+++ Предоставленный текст

Он повел гостя в теплицу. Там стояли горшочки со странными растениями. Листья, покрытые слизистыми волосками, сжимались, как кулаки, когда старческие, чуть согнутые, с припухшими суставами и с плоскими ногтями пальцы осторожно вкладывали в них кисочки мяса или мелких насекомых. То были насекомоядные растения, предмет одного из последних изысканий Дарвина, зеленые хищники, пожирающие живых существ и переваривающие их так, как переваривает пищу желудок животного. Растения, настолько удивительные, что до исследования Дарвина многие ботаники отрицали самое их существование. И вот в даунской теплице Тимирязев видел их воочию — живое, наглядное свидетельство единства жизни, общности основных жизненных явлений в животном и растительном мирах.
Дарвин спросил своего гостя, чем он занимается. Тогда тот рассказал, о чем неотступно думал со времени своего студенчества — о создании живого, при помощи света, в зеленом растении. Снаружи, за стеклянными рамами теплицы, тихо колыхались тяжелые ветви. Дарвин смотрел туда.
— Да, хлорофилл, — задумчиво выговорил он, — это, быть может, самое интересное из органических веществ…
И он тоже думал об этом! В тот миг было так, будто, уходя из жизни, он благословил труд и бесстрашную мысль молодого русского ученого.
Тимирязев попрощался с Дарвином. На прощанье старый натуралист говорил о стране, из которой молодой гость приехал сюда. Эти слова врезались Тимирязеву в память.
— Вы встретите здесь, — говорил Дарвин, — много слепых людей, которые только и стараются вовлечь Англию в войну с Россией. Но будьте уверены, что в этом доме симпатии на вашей стороне, и мы каждое утро берем в руки газеты с желанием прочесть известие о ваших новых победах.
Россия воевала тогда с Турцией.
Так закончилась встреча натуралистов двух поколений, двух стран, двух великих натуралистов.
Давным-давно умер Дарвин, человек очень скромный и очень строгий к себе. Когда была опубликована его автобиография (он писал ее для семьи, для детей и сам ни за что бы не согласился на опубликование), в ней прочли слова: «Я не чувствую за собой какого-нибудь большого греха, но часто сожалел, что не принес более непосредственной пользы своим собратьям».

++++++
+++ Предоставленные данные

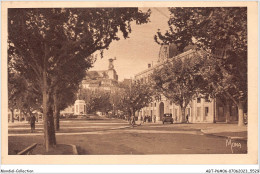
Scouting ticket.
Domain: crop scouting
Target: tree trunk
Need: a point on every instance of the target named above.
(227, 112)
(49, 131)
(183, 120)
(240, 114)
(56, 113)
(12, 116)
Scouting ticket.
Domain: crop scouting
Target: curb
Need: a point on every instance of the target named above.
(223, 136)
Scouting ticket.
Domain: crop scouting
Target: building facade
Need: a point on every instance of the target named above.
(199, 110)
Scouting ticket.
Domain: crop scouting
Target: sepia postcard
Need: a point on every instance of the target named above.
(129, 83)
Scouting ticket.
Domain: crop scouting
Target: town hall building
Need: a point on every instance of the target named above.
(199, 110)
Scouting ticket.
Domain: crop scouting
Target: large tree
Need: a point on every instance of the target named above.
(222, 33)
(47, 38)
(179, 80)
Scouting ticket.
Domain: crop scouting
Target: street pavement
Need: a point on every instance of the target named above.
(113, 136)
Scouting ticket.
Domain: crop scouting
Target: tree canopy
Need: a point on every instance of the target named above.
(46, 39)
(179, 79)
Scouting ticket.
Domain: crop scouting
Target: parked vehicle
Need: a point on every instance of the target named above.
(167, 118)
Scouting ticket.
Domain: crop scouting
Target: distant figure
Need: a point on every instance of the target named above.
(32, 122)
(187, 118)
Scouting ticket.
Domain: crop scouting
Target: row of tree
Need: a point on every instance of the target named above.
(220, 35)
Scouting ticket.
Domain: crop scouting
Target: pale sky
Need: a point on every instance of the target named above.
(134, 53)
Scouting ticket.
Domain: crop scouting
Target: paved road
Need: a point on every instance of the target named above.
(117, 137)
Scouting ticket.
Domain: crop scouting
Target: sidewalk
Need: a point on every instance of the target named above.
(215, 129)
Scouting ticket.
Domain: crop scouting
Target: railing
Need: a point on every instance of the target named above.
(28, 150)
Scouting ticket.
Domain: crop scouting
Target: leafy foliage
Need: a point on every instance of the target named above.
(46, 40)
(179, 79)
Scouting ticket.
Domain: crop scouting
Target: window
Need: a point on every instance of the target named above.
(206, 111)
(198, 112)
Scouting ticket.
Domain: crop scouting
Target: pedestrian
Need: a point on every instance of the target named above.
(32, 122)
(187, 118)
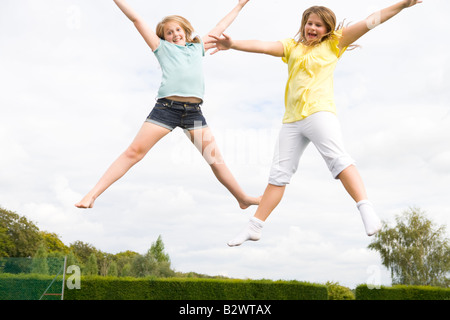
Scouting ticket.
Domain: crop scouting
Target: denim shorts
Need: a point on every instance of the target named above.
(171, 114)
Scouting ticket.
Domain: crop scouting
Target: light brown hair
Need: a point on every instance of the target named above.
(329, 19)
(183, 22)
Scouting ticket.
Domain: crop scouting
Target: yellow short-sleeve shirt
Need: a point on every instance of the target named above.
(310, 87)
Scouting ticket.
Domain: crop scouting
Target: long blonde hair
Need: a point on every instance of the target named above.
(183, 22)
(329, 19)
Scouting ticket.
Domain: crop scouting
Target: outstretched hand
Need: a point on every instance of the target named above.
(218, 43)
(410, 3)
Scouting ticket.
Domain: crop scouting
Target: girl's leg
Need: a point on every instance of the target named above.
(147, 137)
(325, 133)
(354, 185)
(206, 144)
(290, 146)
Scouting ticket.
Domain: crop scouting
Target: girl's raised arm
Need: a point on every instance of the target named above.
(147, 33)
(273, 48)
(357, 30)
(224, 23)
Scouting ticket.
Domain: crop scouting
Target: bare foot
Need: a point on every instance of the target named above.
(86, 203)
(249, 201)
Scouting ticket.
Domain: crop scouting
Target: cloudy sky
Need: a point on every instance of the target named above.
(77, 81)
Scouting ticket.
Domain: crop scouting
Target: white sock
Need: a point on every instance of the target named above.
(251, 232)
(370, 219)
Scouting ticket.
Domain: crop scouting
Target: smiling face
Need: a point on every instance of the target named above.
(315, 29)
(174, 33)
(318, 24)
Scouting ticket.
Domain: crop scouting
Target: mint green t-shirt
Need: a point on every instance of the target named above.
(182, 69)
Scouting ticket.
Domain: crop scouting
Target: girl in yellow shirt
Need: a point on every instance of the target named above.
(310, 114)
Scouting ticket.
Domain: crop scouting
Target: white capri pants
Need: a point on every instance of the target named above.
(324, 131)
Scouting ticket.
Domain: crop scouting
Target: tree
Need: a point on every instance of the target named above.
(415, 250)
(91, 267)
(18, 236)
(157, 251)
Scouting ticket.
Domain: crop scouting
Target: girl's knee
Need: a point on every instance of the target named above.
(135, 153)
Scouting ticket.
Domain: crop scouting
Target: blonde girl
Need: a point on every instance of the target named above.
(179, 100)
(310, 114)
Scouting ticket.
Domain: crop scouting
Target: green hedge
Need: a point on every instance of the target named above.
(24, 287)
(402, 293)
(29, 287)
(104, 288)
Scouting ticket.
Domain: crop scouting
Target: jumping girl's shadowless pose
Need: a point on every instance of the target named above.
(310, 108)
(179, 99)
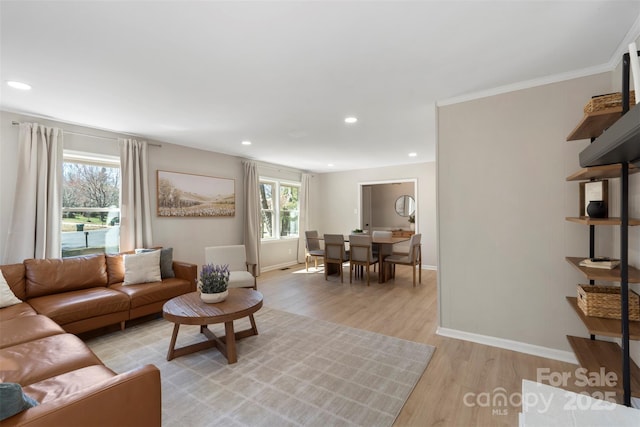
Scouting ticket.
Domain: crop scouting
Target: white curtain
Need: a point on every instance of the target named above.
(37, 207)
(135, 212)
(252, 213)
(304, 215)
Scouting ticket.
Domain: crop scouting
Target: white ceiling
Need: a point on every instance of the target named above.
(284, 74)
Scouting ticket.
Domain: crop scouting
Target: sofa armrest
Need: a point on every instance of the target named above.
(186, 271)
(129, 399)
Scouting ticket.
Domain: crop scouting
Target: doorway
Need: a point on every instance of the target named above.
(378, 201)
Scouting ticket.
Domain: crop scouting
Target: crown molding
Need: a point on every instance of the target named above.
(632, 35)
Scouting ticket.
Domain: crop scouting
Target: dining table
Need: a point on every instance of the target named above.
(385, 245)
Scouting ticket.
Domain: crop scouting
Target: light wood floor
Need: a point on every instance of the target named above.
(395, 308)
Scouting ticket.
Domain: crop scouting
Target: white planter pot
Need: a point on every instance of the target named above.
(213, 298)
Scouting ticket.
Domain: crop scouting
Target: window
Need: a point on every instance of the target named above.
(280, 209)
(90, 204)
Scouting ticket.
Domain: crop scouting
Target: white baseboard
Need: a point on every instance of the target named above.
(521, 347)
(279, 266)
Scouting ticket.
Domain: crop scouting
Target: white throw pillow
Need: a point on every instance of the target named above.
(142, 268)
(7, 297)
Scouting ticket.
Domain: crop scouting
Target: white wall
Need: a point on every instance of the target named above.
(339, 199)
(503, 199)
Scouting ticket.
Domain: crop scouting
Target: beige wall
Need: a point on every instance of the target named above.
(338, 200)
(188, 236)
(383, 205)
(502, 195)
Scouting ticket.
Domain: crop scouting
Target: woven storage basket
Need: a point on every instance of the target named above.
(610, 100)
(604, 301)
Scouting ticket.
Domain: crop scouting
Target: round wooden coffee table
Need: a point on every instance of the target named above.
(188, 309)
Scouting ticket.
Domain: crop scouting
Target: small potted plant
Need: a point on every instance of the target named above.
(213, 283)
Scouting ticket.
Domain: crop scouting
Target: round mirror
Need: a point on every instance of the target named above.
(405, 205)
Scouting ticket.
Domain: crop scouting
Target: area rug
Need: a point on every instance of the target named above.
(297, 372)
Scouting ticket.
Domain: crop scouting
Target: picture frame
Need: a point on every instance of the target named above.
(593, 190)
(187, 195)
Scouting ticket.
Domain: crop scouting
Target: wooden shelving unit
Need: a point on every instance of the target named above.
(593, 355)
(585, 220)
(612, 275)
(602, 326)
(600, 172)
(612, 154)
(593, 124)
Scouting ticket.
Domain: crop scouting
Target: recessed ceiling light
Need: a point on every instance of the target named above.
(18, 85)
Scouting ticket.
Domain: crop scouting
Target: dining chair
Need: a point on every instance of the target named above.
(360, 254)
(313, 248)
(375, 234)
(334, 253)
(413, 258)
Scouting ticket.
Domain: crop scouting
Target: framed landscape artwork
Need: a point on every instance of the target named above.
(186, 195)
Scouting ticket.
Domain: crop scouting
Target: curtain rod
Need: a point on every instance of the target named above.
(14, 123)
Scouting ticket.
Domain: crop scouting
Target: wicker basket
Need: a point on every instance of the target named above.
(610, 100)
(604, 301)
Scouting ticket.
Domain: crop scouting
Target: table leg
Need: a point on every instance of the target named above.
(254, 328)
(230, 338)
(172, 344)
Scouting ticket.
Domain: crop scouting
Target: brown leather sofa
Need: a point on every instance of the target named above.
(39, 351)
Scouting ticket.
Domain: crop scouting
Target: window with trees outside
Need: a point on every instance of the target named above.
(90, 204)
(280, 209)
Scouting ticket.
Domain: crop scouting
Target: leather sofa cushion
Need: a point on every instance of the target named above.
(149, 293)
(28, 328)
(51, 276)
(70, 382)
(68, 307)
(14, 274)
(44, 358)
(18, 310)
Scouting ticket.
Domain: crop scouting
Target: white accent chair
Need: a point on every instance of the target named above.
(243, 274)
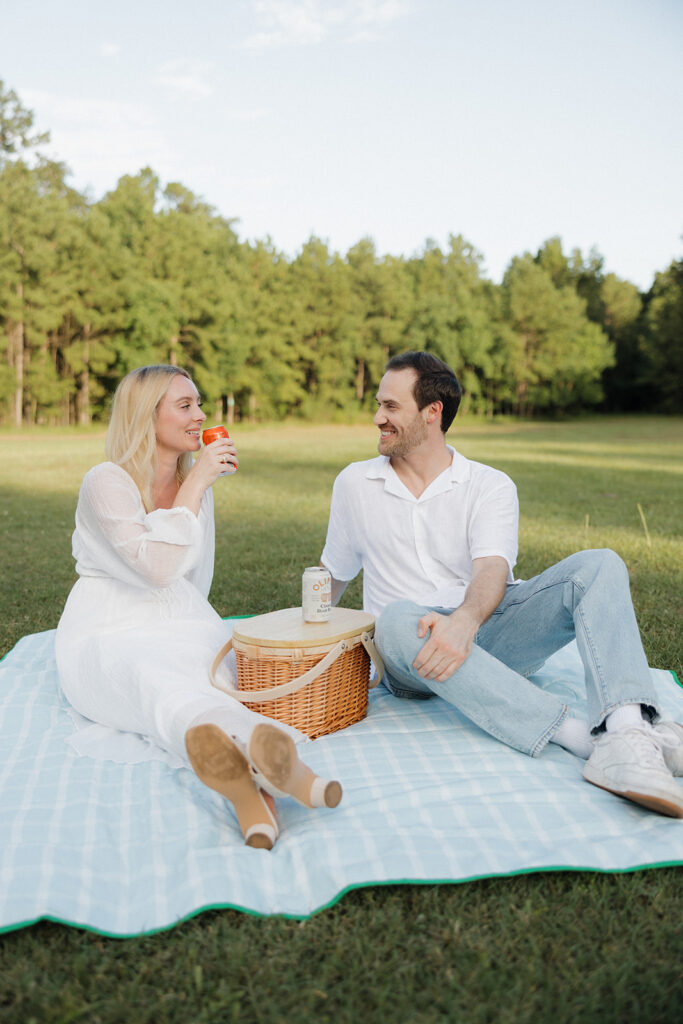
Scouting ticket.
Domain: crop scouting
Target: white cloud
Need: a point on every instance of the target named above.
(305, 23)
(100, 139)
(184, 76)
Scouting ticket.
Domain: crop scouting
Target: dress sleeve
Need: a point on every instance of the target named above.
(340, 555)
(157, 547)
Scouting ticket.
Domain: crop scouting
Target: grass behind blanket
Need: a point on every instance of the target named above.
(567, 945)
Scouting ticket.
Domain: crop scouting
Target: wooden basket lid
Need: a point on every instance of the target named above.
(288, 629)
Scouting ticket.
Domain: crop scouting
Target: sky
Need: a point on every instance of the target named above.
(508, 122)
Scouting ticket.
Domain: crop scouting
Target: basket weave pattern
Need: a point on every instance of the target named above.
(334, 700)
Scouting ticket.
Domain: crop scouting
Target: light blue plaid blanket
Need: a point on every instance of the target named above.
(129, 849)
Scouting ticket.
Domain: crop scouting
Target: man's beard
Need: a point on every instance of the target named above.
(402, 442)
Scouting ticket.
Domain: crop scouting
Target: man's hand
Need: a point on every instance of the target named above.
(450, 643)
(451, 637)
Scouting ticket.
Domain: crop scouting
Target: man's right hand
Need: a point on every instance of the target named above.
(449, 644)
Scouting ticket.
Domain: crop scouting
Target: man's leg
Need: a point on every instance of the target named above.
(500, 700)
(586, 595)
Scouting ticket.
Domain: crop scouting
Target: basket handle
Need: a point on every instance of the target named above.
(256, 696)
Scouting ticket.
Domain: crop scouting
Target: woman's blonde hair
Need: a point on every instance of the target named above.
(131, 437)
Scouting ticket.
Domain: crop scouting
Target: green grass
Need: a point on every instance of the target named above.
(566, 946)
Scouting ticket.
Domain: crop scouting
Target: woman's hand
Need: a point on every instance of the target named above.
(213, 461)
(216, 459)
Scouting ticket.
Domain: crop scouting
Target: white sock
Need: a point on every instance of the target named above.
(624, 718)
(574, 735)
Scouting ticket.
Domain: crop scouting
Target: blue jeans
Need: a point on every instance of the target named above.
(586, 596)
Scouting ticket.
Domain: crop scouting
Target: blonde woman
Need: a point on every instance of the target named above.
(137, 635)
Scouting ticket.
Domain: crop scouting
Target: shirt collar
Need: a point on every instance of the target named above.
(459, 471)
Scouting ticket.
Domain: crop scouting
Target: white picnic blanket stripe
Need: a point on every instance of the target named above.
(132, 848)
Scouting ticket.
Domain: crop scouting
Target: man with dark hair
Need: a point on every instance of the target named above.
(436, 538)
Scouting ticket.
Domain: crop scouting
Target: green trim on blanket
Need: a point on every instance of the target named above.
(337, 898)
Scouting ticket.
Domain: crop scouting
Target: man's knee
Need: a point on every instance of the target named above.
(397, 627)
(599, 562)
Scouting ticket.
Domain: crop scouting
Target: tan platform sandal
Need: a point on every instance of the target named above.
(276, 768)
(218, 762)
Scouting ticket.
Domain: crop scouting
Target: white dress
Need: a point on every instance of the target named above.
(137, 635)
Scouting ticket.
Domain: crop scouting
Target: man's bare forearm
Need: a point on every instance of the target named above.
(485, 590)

++++++

◆ Задания
1. Ответьте, с какой страной воевала Россия во время встречи Тимирязева с Дарвином, описанной в тексте о визите Тимирязева в Даун.
2. Напишите продолжение текста о визите Тимирязева к Дарвину, начав сразу после его последнего предложения.

◆ Ваши ответы
1. С Турцией.

2.
Нет среди нас и Тимирязева. Но для нас Тимирязев — не прошлое, не вчерашний день. Он наш современник. Он дожил до великой нашей эпохи. Он успел поработать среди тех и вместе с теми, кто строил наше общество, наше государство.
В Октябрьские дни 1917 года 74-летний ученый, член знаменитейших академий мира, сразу стал на сторону восставшего народа. Для него это был логический вывод из всей его жизни, его работы, его науки. Социалистическую революцию он принял как праздник, как радость, как осуществление самых заветных своих надежд. У него не было ни дня, ига часа колебаний. Он нес во всей чистоте всю великую культуру человечества, но «груз старого мира» не отягощал его плеч.
Рабочие вагонных мастерских Московско-Курской железной дороги избрали его депутатом Московского Совета; тогда он написал в Московский Совет замечательное письмо, напечатанное затем на многих языках: «Итак, товарищи, все за общую работу не покладая рук, и да процветет наша советская республика, созданная самоотверженным подвигом рабочих и крестьян и только что у нас на глазах спасенная нашей славной Красной Армией!» Так заканчивалось это письмо.
Он был избран членом Социалистической академии, председательствовал в Ассоциации натуралистов рабочих-самоучек, вошел в Государственный ученый совет.
И продолжал работать над своей могучей наукой о живой природе, писал новые книги, в которых были горячие отклики на общественные события и страстно пропагандировалась эта наука.
Жизнь и труд, жизнь и дело жизни — эти понятия были для Тимирязева равнозначны. Он работал до конца. Предсмертная болезнь вырвала у него из рук перо, которым он дописывал предисловие к книге «Солнце, жизнь и хлорофилл».